▸ **Task instructions**: Every line of the material below must be repeated exactly.

#### Data provided ####

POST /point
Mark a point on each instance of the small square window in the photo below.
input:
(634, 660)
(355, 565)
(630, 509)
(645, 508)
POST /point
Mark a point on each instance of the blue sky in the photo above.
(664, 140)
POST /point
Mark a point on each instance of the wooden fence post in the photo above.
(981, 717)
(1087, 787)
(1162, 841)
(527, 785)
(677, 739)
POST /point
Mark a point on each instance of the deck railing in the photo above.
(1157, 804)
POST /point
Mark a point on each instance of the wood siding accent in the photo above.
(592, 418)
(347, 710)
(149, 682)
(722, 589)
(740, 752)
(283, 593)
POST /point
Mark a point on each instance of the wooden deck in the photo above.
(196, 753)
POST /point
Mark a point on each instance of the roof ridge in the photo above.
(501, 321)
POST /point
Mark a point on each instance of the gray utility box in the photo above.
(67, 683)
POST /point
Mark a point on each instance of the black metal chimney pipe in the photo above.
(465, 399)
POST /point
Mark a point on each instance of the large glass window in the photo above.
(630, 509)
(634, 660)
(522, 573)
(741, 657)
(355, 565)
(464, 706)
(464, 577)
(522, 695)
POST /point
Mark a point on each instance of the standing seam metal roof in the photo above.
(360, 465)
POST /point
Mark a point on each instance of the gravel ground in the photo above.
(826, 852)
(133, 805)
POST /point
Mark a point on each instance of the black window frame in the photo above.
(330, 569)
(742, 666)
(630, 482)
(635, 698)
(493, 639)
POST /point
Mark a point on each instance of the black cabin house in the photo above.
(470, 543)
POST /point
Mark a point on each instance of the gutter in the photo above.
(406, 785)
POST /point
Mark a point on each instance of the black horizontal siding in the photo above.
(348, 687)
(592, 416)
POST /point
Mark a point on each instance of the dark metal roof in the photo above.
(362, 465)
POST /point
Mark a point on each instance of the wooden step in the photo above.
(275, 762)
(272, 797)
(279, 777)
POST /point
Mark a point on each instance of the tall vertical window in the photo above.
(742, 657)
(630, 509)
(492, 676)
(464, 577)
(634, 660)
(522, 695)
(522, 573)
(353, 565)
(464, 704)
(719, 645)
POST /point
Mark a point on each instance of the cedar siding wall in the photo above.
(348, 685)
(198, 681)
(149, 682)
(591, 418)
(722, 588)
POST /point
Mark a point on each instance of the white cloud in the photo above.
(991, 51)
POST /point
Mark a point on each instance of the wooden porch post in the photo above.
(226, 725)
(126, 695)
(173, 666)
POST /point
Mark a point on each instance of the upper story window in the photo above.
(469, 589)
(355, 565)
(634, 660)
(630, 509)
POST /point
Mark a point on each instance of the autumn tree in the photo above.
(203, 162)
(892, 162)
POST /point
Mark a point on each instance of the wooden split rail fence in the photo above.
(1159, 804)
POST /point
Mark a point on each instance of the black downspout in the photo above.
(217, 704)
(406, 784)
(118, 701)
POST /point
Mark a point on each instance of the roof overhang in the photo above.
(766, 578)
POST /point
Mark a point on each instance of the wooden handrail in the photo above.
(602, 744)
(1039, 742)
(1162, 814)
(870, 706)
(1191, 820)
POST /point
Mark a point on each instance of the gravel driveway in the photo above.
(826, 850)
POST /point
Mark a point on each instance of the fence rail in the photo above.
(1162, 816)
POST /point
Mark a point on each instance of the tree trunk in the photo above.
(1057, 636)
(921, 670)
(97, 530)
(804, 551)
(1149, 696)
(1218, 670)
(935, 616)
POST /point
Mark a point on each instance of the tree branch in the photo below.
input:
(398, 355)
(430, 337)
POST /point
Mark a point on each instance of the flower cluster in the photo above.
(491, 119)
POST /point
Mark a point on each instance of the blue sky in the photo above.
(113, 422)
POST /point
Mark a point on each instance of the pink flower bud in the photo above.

####

▸ **Written solution**:
POST /point
Mark a point on each instance of the small square window in the photo below.
input:
(634, 660)
(355, 565)
(630, 509)
(645, 508)
POST /point
Mark a point on each instance of the blue sky in the photo above.
(664, 140)
POST /point
Mark a point on each instance of the wooden fence post in the photo above.
(981, 717)
(1087, 787)
(1162, 841)
(527, 785)
(677, 739)
POST /point
Mark a point on each instance of the deck railing in the photo above.
(1157, 804)
POST /point
Mark a point on each instance of the wood siding accent in the photo above.
(592, 418)
(347, 710)
(149, 682)
(722, 589)
(740, 752)
(283, 593)
POST /point
Mark a point on each instance of the wooden deck in the photo above.
(196, 753)
POST /point
Mark a point on each instance of the roof ridge in the photo above.
(501, 321)
POST /point
Mark a point on each instance of the gray utility box in the photo above.
(67, 683)
POST /point
Mark a point on each instance of the black metal chimney pipe in the photo above.
(465, 399)
POST /point
Mark a point on each instance of the large glass window in the photo above.
(630, 509)
(634, 660)
(522, 573)
(741, 657)
(355, 565)
(464, 706)
(464, 577)
(522, 695)
POST /point
Mark a point on each instance of the standing seam metal roof in the photo above.
(360, 465)
POST /point
Mark a point on each instance of the gravel ground in the photo above.
(826, 852)
(133, 805)
POST /point
Mark a point on each instance of the black window frame in the photo above.
(330, 569)
(742, 666)
(630, 482)
(635, 698)
(493, 639)
POST /point
Mark a point on each instance of the black cabin house in the photo above.
(470, 543)
POST /point
Mark a point on each instance of the gutter in the photo above.
(406, 785)
POST /point
Mark a point on each instance of the black horizontal siding in the photo above.
(348, 687)
(592, 416)
POST /point
Mark a point on each instance of the dark metal roof in the photo above.
(362, 465)
POST /point
Mark a point on each instance of the wooden step in the photo above.
(275, 762)
(272, 797)
(279, 777)
POST /point
Mark a point on each instance of the tall vertical window in the photo above.
(742, 657)
(630, 509)
(492, 676)
(464, 577)
(634, 660)
(522, 695)
(522, 573)
(353, 565)
(464, 704)
(719, 645)
POST /point
Mark a point on each instance of the cedar siding wall in the photo above.
(348, 685)
(198, 681)
(149, 682)
(591, 418)
(722, 588)
POST /point
Mark a point on each instance of the white cloud in the photo above.
(991, 51)
POST /point
Mark a point on each instance of the wooden porch post in the photo above.
(226, 725)
(126, 695)
(173, 666)
POST /point
Mark a point on each instance of the upper story window in the photo above.
(469, 589)
(355, 565)
(634, 660)
(630, 509)
POST /point
Mark a point on each instance of the autumn tree in the photo above.
(203, 162)
(892, 162)
POST /point
Mark a point on each instance of the wooden split rail fence in the photo above.
(1159, 804)
POST /point
Mark a point on each instance of the black downspout in the photo above.
(217, 704)
(406, 784)
(118, 701)
POST /point
Mark a point on each instance of the roof overhang in the photo above.
(766, 578)
POST /point
Mark a point on each instance of the wooden handrail in the photo above.
(602, 744)
(1039, 742)
(1162, 814)
(870, 706)
(1191, 820)
POST /point
Mark a point on each instance of the gravel driveway in the photo above.
(826, 850)
POST /point
Mark a point on each instance of the fence rail in the photo above.
(1162, 816)
POST /point
Mark a point on each instance of the tree trunk in the photo above.
(1057, 636)
(921, 670)
(97, 530)
(804, 551)
(1149, 696)
(1218, 670)
(935, 616)
POST /point
Mark a point on each instance of the tree branch in the photo below.
input:
(398, 355)
(430, 337)
POST /point
Mark a point on each instance of the flower cluster in the photo above.
(491, 119)
POST /point
Mark a point on each instance of the blue sky in the photo above.
(113, 422)
POST /point
Mark a point on each instance of the pink flower bud in the photo above.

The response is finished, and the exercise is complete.